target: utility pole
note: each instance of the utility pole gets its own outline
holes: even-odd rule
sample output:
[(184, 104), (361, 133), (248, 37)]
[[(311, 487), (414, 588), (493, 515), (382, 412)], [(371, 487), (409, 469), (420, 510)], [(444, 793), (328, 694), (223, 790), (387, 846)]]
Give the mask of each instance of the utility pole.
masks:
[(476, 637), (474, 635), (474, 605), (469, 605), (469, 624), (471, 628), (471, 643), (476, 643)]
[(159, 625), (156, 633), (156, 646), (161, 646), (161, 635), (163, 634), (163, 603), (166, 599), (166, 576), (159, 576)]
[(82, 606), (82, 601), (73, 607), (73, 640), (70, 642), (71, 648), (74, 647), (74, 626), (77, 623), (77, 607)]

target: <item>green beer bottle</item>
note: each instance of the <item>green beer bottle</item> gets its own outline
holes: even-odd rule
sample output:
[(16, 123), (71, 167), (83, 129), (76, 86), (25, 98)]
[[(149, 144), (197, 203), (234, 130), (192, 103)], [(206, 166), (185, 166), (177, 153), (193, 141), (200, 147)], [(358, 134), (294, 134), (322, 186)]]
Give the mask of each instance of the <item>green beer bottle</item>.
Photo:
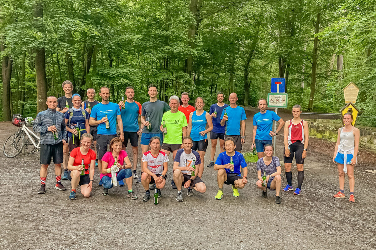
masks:
[(193, 164), (192, 165), (192, 167), (193, 168), (193, 169), (194, 169), (194, 170), (193, 170), (193, 171), (192, 171), (192, 174), (191, 174), (191, 176), (194, 176), (195, 175), (194, 172), (196, 170), (196, 166), (194, 164)]
[(167, 126), (166, 126), (166, 123), (165, 122), (164, 120), (163, 120), (163, 125), (162, 125), (162, 127), (163, 127), (163, 134), (167, 135)]
[(262, 186), (266, 186), (266, 173), (264, 171), (264, 175), (262, 175)]
[(150, 131), (152, 130), (152, 122), (150, 121), (150, 117), (147, 117), (146, 120), (149, 122), (149, 125), (147, 126), (147, 130)]
[(83, 164), (83, 158), (82, 158), (82, 160), (81, 161), (81, 165), (83, 167), (83, 169), (81, 171), (80, 175), (85, 175), (85, 165)]
[(157, 193), (157, 188), (154, 190), (154, 205), (158, 205), (158, 193)]
[[(55, 126), (55, 124), (53, 124), (53, 126), (56, 127), (56, 126)], [(59, 134), (58, 134), (58, 130), (56, 130), (56, 131), (54, 132), (53, 133), (53, 139), (55, 139), (55, 140), (57, 140), (58, 139)]]
[[(232, 161), (232, 156), (230, 157), (230, 164), (232, 164), (232, 165), (233, 166), (234, 162)], [(232, 170), (230, 169), (230, 172), (233, 172), (233, 171), (234, 171), (233, 169)]]
[[(107, 115), (106, 115), (106, 118), (107, 120), (108, 119), (108, 118), (107, 118)], [(110, 122), (108, 121), (106, 122), (106, 128), (107, 129), (110, 129)]]

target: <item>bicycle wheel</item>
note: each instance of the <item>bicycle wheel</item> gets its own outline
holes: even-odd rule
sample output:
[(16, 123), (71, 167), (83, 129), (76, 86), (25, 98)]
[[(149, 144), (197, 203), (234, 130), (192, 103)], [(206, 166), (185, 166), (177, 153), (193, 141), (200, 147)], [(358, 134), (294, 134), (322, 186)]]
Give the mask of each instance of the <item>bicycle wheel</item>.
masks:
[[(32, 135), (30, 134), (30, 136), (33, 138), (35, 144), (38, 144), (38, 139)], [(25, 146), (24, 147), (24, 152), (25, 154), (33, 154), (34, 152), (36, 150), (36, 148), (34, 147), (34, 144), (33, 144), (33, 142), (31, 141), (27, 135), (26, 136), (24, 136), (25, 137)]]
[(3, 152), (8, 158), (14, 158), (20, 154), (25, 145), (25, 138), (20, 132), (13, 134), (5, 141), (3, 145)]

•••••

Work to do ▸
Please retype every one of the rows above without changing a character, and leave the pictures out of your copy.

Answer to this problem ▸
target: utility pole
note: each instance of the utility pole gets its own outline
holes: even-odd rule
sample output:
[(184, 104), (361, 133), (248, 37)]
[[(311, 487), (414, 588), (493, 515), (382, 412)], [(371, 487), (409, 469), (420, 510)], [(444, 793), (328, 694), (223, 790), (387, 846)]]
Give the mask of each instance of the utility pole.
masks:
[(476, 637), (474, 635), (474, 605), (469, 605), (469, 624), (471, 628), (471, 643), (476, 643)]
[(159, 625), (156, 633), (156, 646), (161, 646), (161, 635), (163, 634), (163, 603), (166, 599), (166, 576), (159, 576)]
[(82, 606), (82, 601), (73, 607), (73, 640), (70, 642), (71, 648), (74, 647), (74, 626), (77, 623), (77, 607)]

target: <item>green beer bottle</item>
note: each instance of the <item>green beer bottle</item> gets its own outline
holes: even-odd rule
sample output:
[(16, 123), (71, 167), (83, 129), (76, 86), (25, 98)]
[[(149, 144), (197, 203), (234, 130), (192, 103)], [(206, 166), (185, 166), (177, 153), (193, 141), (200, 147)], [(358, 134), (294, 134), (322, 186)]]
Give the mask of each instance of the <item>green beer bottle</item>.
Photo:
masks:
[(193, 164), (192, 165), (192, 167), (193, 168), (193, 169), (194, 169), (194, 170), (193, 170), (193, 171), (192, 171), (192, 174), (191, 174), (191, 176), (194, 176), (195, 175), (194, 172), (196, 170), (196, 166), (194, 164)]
[(167, 126), (166, 126), (166, 123), (165, 122), (164, 120), (163, 120), (163, 125), (162, 125), (162, 127), (163, 127), (163, 134), (167, 135)]
[(262, 186), (266, 186), (266, 173), (264, 171), (264, 175), (262, 175)]
[(150, 131), (152, 130), (152, 122), (150, 121), (150, 117), (147, 117), (146, 120), (149, 122), (149, 125), (147, 126), (147, 130)]
[(83, 164), (83, 158), (82, 158), (82, 160), (81, 161), (81, 165), (83, 167), (83, 169), (81, 171), (80, 175), (85, 175), (85, 165)]
[(157, 193), (157, 188), (154, 190), (154, 205), (158, 205), (158, 193)]
[[(55, 126), (55, 124), (53, 124), (53, 126), (56, 127), (56, 126)], [(59, 134), (58, 134), (58, 130), (56, 130), (56, 131), (54, 132), (53, 133), (53, 139), (55, 139), (55, 140), (57, 140), (58, 139)]]
[[(232, 161), (232, 156), (230, 157), (230, 164), (232, 164), (232, 165), (233, 166), (234, 162)], [(232, 170), (230, 169), (230, 172), (233, 172), (233, 171), (234, 171), (233, 169)]]
[[(107, 115), (106, 115), (106, 118), (107, 120), (108, 119), (108, 118), (107, 118)], [(110, 122), (108, 121), (106, 122), (106, 128), (107, 129), (110, 129)]]

target: <item>bicycle wheel</item>
note: each instance of the <item>bicycle wheel</item> gets its own outline
holes: even-odd rule
sample output:
[(16, 123), (71, 167), (83, 129), (76, 86), (25, 98)]
[[(149, 144), (197, 203), (234, 130), (192, 103)], [(206, 166), (185, 166), (177, 153), (193, 141), (200, 147)], [(358, 134), (294, 134), (322, 186)]]
Give the mask of each instance of the <item>bicycle wheel</item>.
masks:
[[(32, 135), (30, 134), (30, 136), (33, 138), (35, 144), (38, 144), (38, 139)], [(25, 146), (24, 147), (24, 152), (25, 154), (33, 154), (34, 152), (36, 150), (36, 148), (34, 147), (34, 144), (33, 144), (33, 142), (31, 141), (27, 135), (26, 136), (24, 136), (25, 137)]]
[(3, 152), (8, 158), (14, 158), (20, 154), (25, 145), (25, 138), (20, 132), (13, 134), (5, 141), (3, 145)]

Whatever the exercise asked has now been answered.